● DIRECTIVE
Return the whole listing exactly as it stands.

[Records from a point labeling set]
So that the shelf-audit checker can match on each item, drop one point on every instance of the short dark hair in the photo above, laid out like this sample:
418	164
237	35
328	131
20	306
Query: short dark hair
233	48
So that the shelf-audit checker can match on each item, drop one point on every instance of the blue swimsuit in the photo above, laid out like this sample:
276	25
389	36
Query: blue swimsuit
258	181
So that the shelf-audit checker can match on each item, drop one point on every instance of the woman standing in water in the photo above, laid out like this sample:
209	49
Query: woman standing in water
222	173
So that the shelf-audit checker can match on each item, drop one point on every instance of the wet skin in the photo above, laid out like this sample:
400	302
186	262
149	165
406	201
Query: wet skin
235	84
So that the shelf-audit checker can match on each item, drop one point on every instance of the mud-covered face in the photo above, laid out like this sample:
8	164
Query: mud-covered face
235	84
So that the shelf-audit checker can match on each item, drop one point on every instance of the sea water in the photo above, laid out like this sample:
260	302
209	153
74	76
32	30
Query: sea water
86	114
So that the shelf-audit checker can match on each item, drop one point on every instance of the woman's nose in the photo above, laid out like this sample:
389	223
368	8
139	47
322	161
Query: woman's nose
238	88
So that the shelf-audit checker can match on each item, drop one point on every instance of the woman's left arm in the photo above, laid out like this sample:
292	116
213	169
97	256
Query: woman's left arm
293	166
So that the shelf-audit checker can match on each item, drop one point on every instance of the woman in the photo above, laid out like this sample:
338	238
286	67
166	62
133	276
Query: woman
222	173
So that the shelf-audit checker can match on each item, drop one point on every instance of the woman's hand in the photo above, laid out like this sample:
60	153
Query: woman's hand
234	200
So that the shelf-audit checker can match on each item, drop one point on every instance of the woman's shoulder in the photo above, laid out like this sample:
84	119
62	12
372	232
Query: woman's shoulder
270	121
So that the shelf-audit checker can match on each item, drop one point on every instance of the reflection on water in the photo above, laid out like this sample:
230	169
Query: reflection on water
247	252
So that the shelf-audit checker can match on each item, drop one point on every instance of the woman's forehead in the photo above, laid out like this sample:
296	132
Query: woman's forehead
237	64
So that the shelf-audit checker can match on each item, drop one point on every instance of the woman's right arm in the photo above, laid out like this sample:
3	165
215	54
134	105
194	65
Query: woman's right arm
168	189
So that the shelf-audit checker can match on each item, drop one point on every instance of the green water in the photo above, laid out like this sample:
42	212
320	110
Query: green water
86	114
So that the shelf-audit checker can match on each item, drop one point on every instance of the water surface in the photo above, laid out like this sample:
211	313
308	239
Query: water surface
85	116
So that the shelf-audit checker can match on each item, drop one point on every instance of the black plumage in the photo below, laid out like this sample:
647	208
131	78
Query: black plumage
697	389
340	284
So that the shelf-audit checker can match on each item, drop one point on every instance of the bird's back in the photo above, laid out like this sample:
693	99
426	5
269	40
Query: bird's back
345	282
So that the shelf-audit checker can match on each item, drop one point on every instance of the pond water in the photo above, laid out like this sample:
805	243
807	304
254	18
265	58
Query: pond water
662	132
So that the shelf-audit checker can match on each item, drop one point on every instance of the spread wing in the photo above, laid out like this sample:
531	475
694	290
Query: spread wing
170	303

● ANSWER
So that the shelf-audit checker can match on each item, drop one point on every instance of the short dark hair in the photo above, laid out like this sample:
418	164
237	35
328	131
20	306
Query: short dark hair
233	48
So that the shelf-audit checker can match on each item, drop one point on every instance of the blue swimsuit in the photo above, laid out like this sample:
276	25
389	36
Query: blue swimsuit
258	181
So that the shelf-audit checker can match on each item, drop one point on every instance of the woman standing in water in the photo above, laid out like this sample:
209	49
Query: woman standing in water
222	173
So that the shelf-audit checker can match on each item, drop one point on every instance of the wet skin in the photo above, laid out like this sample:
400	302
186	262
149	165
406	201
Query: wet skin
235	84
So that the shelf-audit checker can match on each item, drop one point on every instance of the mud-covered face in the photo above, laid out like this sample:
8	164
Query: mud-covered face
235	84
So that the shelf-audit checker can match on each item, drop one point on every instance of the sea water in the photo above, laid out like this sample:
260	302
209	153
74	76
32	30
Query: sea water
86	114
So that the shelf-audit checker can match on each item, drop one point on every instance of the woman's nose in the photo above, laid out like this sample:
389	223
368	8
139	47
322	161
Query: woman's nose
238	88
So that the shelf-audit checker can match on each item, drop one point on every instance of the woman's left arm in the photo above, laid out like this sample:
292	116
213	169
97	256
Query: woman's left arm
293	166
So that the shelf-audit checker can match on each item, drop one point on every instance of the woman in the photo above, laid out like this sample:
338	238
286	67
166	62
133	276
Query: woman
222	173
So that the shelf-audit checker can match on each item, drop one point on every instance of the woman's hand in the photo above, laid out like this sample:
60	153
Query: woman's hand
234	200
So that the shelf-audit checker can match on each item, drop one point on every instance of the woman's shoulder in the photo above, laid out like this sample:
84	119
62	12
372	232
Query: woman's shoulder
270	121
So that the shelf-audit checker can match on each item, drop one point on every instance of the reflection on water in the photo above, laid out like this sample:
230	169
Query: reflection on water
247	252
So that the shelf-audit checker can match on each item, drop one point on every instance of the woman's forehead in the photo above, laid out like this sample:
296	132
Query: woman's forehead
237	64
So that the shelf-audit checker can match on each item, drop one point on every instance of the woman's right arm in the photo above, laid out like this sample:
3	165
215	54
134	105
194	65
Query: woman's right arm
168	189
So that the shelf-audit checker can match on each item, drop one point on every instance of the green water in the photo above, laid out like this sample:
42	212
320	110
Query: green water
86	114
So that the shelf-audit checker can match on each item, drop one point on every instance of the water surface in the photo above, laid out like this sample:
211	313
308	239
Query: water surface
85	116
So that the shelf-audit checker can match on each item, drop one point on every instance of the black plumage in the photo below, laid out like this sample:
647	208
131	78
Query: black plumage
697	389
340	284
So that the shelf-audit checker can match on each item, drop one point on every instance of the bird's back in the photo above, laid out like this sample:
693	99
426	5
269	40
Query: bird's back
345	282
So that the shelf-audit checker can match on each item, drop one point on every instance of the pond water in the photo above, laid out like this sample:
805	243
807	304
254	18
265	58
Query: pond water
662	132
So that the shelf-audit checker can match on each item, drop one point on every instance of the spread wing in the photo above, laid out like this sample:
531	475
694	290
Query: spread wing
170	303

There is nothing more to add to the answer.